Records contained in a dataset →

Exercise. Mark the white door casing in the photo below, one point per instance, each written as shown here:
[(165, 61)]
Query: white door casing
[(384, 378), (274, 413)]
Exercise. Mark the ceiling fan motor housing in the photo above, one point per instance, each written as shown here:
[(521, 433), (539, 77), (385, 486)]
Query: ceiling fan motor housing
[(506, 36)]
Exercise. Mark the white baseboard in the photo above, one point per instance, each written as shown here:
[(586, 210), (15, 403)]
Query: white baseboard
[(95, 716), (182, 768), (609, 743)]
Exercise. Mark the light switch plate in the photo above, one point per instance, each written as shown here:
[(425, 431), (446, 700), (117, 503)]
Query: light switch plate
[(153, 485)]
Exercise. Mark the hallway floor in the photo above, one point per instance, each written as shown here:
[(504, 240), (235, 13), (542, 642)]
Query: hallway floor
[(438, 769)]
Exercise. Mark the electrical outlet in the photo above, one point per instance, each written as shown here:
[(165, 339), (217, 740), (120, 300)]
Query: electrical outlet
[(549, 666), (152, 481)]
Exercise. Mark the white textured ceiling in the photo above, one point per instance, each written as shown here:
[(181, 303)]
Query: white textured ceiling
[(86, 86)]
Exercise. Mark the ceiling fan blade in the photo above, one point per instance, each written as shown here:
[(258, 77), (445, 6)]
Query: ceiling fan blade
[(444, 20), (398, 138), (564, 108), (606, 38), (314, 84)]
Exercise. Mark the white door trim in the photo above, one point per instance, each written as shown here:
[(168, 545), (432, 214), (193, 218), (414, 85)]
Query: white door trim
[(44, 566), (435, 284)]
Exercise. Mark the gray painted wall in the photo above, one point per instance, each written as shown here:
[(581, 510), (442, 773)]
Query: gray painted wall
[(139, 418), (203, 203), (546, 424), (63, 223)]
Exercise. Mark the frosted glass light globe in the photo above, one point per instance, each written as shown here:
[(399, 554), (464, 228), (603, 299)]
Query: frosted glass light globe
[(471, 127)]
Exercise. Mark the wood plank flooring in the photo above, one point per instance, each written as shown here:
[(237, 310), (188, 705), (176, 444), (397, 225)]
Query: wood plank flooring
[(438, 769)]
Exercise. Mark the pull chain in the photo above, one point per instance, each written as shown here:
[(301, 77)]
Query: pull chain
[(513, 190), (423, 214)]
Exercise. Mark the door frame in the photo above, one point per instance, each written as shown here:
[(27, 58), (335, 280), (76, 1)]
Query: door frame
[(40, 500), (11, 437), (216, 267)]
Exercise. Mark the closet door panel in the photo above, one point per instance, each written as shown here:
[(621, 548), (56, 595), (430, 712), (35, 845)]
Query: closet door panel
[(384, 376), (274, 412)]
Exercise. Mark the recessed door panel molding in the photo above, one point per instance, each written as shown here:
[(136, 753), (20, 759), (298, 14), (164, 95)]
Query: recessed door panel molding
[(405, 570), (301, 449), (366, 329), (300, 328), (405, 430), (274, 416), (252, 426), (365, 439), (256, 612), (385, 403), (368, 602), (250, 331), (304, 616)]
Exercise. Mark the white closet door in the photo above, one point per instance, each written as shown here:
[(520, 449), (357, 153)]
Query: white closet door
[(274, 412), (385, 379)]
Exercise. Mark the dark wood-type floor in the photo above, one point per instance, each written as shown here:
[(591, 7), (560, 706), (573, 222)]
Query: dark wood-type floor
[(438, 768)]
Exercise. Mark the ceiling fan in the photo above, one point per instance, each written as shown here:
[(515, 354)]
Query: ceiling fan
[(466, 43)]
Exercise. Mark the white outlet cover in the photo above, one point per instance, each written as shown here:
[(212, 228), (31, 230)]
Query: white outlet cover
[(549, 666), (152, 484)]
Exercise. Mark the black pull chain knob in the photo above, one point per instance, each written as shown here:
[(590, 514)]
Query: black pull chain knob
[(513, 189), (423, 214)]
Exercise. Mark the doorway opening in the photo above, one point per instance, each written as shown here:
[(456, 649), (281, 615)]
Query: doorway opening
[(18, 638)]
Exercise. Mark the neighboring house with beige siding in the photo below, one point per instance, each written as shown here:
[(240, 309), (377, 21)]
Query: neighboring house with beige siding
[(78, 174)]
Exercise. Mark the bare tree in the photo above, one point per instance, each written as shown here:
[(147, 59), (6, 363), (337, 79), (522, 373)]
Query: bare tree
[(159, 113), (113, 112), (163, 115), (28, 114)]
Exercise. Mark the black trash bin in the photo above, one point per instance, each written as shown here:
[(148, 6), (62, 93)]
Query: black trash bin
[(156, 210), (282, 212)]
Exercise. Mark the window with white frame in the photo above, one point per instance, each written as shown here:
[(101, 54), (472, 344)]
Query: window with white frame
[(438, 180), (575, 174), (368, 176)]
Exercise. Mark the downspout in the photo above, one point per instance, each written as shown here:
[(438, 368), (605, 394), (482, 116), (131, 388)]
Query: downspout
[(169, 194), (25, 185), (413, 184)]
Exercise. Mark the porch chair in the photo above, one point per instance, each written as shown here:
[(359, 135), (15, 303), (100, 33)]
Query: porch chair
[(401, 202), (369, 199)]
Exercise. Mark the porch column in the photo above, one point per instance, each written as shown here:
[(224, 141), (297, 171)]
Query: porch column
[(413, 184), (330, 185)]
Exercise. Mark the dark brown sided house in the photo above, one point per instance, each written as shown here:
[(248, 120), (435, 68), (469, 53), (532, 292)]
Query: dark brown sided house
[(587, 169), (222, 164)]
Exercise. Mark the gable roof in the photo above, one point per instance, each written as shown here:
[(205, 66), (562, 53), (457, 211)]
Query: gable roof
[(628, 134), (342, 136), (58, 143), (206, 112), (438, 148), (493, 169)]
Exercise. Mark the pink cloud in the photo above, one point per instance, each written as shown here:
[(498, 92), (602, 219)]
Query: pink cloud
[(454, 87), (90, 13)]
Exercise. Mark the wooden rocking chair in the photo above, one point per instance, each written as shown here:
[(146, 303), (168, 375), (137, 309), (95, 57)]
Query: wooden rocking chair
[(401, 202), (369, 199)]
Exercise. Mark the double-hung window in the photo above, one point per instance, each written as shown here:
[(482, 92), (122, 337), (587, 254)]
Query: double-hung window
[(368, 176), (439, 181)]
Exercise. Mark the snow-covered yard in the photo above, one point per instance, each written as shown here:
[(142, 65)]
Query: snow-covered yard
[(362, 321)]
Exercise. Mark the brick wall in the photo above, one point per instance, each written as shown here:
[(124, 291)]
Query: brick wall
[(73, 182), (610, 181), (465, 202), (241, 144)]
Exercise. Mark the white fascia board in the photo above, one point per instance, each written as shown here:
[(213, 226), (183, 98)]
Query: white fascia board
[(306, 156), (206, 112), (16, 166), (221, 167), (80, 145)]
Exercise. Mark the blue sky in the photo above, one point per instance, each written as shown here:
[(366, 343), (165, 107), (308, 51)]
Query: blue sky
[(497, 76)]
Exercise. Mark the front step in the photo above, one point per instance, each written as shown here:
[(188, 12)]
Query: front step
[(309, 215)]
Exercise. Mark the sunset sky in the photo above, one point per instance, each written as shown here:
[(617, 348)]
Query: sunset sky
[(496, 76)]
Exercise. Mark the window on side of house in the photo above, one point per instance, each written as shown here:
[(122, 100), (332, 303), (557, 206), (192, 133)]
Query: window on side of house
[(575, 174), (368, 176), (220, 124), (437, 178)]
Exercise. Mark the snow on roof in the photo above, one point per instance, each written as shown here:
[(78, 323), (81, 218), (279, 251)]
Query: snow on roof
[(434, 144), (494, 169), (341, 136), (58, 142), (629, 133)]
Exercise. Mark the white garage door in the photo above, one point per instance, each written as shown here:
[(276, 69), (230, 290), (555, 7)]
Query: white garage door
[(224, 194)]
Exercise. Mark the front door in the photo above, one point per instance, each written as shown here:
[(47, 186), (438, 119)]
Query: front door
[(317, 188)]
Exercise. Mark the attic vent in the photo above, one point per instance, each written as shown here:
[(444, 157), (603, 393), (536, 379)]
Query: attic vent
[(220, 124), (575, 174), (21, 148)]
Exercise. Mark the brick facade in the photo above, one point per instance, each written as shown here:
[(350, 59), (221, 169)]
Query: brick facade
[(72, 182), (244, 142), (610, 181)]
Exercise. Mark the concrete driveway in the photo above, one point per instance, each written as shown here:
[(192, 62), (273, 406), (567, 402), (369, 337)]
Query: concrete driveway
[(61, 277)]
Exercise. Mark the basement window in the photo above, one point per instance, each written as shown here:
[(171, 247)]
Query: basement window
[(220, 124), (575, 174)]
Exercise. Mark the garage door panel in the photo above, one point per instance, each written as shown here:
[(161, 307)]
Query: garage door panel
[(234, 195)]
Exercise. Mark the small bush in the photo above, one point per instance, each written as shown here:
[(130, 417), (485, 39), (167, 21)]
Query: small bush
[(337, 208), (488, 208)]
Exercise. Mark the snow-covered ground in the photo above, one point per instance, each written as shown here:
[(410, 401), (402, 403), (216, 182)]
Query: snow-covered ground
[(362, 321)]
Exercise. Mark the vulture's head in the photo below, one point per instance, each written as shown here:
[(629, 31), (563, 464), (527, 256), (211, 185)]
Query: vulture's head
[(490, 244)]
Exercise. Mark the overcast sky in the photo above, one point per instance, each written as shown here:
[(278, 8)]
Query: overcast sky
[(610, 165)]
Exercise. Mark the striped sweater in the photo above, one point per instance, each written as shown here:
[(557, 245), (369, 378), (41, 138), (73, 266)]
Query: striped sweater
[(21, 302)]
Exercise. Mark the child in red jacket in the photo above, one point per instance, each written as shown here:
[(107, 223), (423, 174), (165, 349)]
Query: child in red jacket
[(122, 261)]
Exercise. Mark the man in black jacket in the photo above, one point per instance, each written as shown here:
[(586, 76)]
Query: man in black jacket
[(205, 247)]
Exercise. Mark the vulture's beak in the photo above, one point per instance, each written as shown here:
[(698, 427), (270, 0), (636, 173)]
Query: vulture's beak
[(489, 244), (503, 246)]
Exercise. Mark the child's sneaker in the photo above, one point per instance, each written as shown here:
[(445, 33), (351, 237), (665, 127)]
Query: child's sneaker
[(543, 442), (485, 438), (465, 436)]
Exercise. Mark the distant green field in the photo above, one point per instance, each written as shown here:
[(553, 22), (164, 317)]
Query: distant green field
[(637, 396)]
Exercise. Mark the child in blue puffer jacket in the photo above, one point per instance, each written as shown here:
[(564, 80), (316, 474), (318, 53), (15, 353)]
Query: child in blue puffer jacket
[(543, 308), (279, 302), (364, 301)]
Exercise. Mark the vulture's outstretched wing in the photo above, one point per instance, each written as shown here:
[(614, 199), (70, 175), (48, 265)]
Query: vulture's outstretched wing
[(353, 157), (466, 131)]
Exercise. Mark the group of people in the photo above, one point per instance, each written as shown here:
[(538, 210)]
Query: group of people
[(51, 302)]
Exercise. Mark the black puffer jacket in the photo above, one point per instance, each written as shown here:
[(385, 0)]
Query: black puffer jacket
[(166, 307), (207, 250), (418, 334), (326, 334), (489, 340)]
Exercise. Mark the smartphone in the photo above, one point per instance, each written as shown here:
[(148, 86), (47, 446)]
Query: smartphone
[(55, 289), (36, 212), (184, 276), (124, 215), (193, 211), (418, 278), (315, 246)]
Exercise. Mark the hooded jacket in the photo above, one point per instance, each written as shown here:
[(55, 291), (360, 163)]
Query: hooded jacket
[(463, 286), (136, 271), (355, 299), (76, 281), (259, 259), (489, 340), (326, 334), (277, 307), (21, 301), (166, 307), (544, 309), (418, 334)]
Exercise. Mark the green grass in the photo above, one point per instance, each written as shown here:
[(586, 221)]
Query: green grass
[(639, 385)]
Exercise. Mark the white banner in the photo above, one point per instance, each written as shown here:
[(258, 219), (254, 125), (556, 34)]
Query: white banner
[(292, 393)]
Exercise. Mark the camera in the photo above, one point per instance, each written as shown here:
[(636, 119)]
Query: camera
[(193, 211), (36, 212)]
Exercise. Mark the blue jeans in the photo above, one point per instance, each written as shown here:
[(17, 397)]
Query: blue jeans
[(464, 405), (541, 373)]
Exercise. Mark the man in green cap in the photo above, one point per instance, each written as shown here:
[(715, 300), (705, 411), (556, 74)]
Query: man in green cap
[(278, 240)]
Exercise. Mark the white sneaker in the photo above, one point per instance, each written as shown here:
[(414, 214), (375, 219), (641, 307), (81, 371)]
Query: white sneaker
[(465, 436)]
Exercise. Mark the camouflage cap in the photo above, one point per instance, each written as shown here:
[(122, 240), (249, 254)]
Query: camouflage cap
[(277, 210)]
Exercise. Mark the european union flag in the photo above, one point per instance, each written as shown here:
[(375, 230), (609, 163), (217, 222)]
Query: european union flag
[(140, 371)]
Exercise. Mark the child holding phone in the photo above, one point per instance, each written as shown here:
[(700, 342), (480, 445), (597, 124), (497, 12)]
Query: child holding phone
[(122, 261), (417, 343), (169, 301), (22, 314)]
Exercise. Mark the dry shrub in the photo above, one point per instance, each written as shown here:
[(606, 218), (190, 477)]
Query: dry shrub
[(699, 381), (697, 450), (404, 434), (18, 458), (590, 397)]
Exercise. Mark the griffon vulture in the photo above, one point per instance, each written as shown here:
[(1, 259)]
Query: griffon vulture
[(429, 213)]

EXERCISE → Recast the items, from their first line through the line containing "[(444, 20), (398, 138), (564, 108), (606, 38), (314, 84)]", as a JSON list of strings with one string per line and blank lines omitted.

EXERCISE ANSWER →
[
  "Exercise. Mark the white door casing in the photo below, one point per instance, each written as shown here:",
  "[(165, 61)]",
  "Query: white door casing",
  "[(384, 378), (274, 413)]",
  "Exercise. Mark the ceiling fan motor housing in the photo above, one point per instance, each written as shown here:",
  "[(521, 433), (539, 77), (385, 486)]",
  "Query: ceiling fan motor housing",
  "[(506, 36)]",
  "Exercise. Mark the white baseboard in the photo above, one point per instance, each written as shown here:",
  "[(586, 210), (15, 403)]",
  "Query: white baseboard",
  "[(95, 716), (182, 768), (609, 743)]",
  "Exercise. Mark the light switch plate in the photo above, one point per instance, each written as shown here:",
  "[(425, 431), (446, 700), (117, 503)]",
  "Query: light switch plate",
  "[(153, 485)]",
  "Exercise. Mark the hallway floor in the photo above, one point per instance, each written as shown here:",
  "[(504, 240), (235, 13), (542, 642)]",
  "Query: hallway floor",
  "[(438, 769)]",
  "Exercise. Mark the electrical outlet in the photo above, one point per instance, each written as shown here:",
  "[(165, 339), (217, 740), (120, 300)]",
  "Query: electrical outlet",
  "[(549, 666), (152, 481)]",
  "Exercise. Mark the white textured ceiling in the photo above, one point per instance, each written as shown here:",
  "[(181, 303)]",
  "Query: white textured ceiling",
  "[(86, 86)]",
  "Exercise. Mark the ceiling fan blade in the photo above, one point per instance, each written as shown here:",
  "[(258, 77), (445, 6)]",
  "Query: ceiling fan blade",
  "[(444, 20), (398, 138), (564, 108), (606, 38), (314, 84)]"
]